Is the shop lying to me and next steps?

Arborist Forum

Help Support Arborist Forum:

This site may earn a commission from merchant affiliate links, including eBay, Amazon, and others.
I do like the price. That's for darn sure. But opinions on quality are split right down the middle and that scares me. I think I might go NOS on eBay when I get the dough.

For now, is there anything I can/should check out on the saw before I get the parts and start the rebuild? Maybe I should put it back together enough to do a bleed down test. What you say?
Bleed down test? If you mean vac- pressure test then yes. A good shop would do this before teardown, lean seized saws are sometimes easy to confuse with straight gassed ones.:cool:
 
Bleed down test? If you mean vac- pressure test then yes. A good shop would do this before teardown, lean seized saws are sometimes easy to confuse with straight gassed ones.:cool:

Yes, that is what I meant. I watched a video wherein the guy did both pressure and suction. The shop I dealt with said they don't ever do that until they feel the need. I think I should put it back together and do so.

→ **THINGS TO DO**
1: Update the chainsaw forum thread by rewriting everything from "Yes, that is" down to "together and do so.", replacing "suction" with "vacuum".
2: In the chainsaw forum thread, where does the poster consider buying NOS parts once the money is available?
3: Carry the chainsaw forum thread on from its last post.
The data are separate material and have no connection to the chainsaw forum thread.

→ **DATASET EXCERPTS**
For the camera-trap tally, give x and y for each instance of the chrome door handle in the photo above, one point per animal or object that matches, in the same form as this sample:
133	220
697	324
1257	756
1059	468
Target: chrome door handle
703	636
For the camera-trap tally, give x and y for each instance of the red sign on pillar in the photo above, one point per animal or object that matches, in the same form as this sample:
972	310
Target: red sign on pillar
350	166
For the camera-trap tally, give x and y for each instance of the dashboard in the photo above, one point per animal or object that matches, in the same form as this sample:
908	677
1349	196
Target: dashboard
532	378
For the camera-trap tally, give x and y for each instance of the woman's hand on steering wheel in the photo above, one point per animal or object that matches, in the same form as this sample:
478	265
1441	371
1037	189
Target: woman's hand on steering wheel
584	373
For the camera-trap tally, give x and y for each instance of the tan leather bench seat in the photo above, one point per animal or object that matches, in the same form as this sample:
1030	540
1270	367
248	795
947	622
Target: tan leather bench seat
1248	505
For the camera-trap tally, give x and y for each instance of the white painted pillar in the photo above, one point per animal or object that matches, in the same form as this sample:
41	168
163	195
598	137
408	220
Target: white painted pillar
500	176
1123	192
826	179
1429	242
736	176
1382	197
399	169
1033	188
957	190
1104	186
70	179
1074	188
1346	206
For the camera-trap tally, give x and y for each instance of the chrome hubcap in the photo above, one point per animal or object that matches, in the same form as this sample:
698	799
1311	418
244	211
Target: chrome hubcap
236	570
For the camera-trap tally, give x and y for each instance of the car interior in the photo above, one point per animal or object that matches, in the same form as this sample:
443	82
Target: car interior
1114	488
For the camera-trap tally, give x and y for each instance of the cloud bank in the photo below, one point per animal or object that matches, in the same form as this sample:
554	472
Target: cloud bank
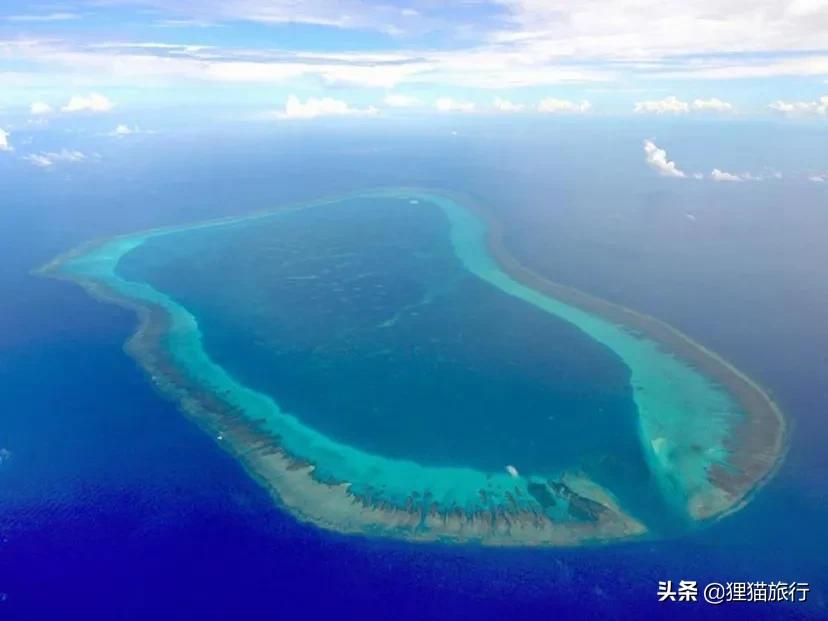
552	105
656	158
94	102
313	107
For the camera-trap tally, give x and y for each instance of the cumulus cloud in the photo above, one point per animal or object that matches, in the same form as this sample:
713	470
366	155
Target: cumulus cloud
48	160
721	175
504	105
551	105
657	160
819	106
94	102
123	130
395	100
668	105
674	105
5	145
714	104
40	108
315	107
447	104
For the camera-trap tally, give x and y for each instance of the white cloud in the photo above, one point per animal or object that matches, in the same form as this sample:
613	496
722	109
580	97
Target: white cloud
48	160
40	108
93	102
504	105
819	106
552	105
315	107
668	105
123	130
447	104
41	161
395	100
720	175
657	160
714	104
5	145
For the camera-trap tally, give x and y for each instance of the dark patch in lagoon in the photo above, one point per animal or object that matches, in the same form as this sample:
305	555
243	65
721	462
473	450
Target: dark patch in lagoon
571	510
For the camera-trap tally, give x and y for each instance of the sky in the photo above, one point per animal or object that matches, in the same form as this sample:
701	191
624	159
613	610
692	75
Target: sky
296	61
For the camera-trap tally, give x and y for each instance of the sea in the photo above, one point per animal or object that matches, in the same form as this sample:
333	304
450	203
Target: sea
115	506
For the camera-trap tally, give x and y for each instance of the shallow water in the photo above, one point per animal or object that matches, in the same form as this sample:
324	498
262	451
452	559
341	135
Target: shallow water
377	339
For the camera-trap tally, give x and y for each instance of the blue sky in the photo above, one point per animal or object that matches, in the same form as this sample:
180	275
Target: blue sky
741	57
142	64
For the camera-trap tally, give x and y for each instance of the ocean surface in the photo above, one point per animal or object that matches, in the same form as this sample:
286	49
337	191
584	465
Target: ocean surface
113	505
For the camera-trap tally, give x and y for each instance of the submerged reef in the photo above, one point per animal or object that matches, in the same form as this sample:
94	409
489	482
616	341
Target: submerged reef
708	434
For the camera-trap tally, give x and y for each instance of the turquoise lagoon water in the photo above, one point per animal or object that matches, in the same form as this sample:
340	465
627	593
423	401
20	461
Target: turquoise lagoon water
376	337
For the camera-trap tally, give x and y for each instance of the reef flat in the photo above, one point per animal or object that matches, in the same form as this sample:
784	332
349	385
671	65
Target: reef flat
707	434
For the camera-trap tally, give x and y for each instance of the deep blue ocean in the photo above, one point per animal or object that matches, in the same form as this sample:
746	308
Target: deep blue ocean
114	506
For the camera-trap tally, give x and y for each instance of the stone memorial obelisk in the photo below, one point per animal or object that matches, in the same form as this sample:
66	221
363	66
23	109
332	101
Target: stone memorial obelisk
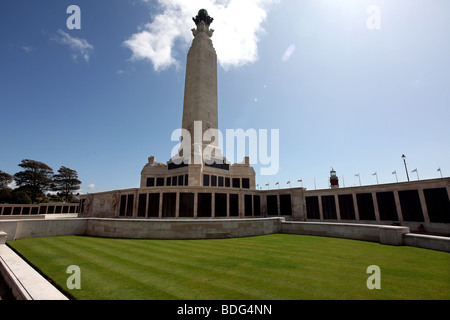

→ **RESPONSES BY TASK**
1:
Yes, that is what I meant. I watched a video wherein the guy did both pressure and vacuum. The shop I dealt with said they don't ever do that until they feel the need. I think I should put it back together and do so.

2: On eBay.

3:
 
Yes, that is what I meant. I watched a video wherein the guy did both pressure and suction. The shop I dealt with said they don't ever do that until they feel the need. I think I should put it back together and do so.

Just build it with a new P&C then vac test it.


Sent from my iPhone using Tapatalk
 
Doesn't take long to throw the cylinder on it. Leave the piston out.You can make simple block off plates. Usually you can slip a piece of rubber behind the muffler for that end. No reason not to check whether you need seals. You also need to remove the recoil starter and use the flywheel to get an idea how good your bearings are.

adapters.jpg
 
My guess the dealer got the saw lean seized. Threw a after market Chinese p&c on it and never vac tested it since they don’t do that there. Sold the op a $600 saw for $900 and the original problem was never fixed. Now we are full circle with a lean seized saw that needs a p&c. Now the op is gonna have $1200+ in a $750 saw if he puts oem top end on it. I would report this dealer to Stihl.
 
My guess the dealer got the saw lean seized. Threw a after market Chinese p&c on it and never vac tested it since they don’t do that there. Sold the op a $600 saw for $900 and the original problem was never fixed. Now we are full circle with a lean seized saw that needs a p&c. Now the op is gonna have $1200+ in a $750 saw if he puts oem top end on it. I would report this dealer to Stihl.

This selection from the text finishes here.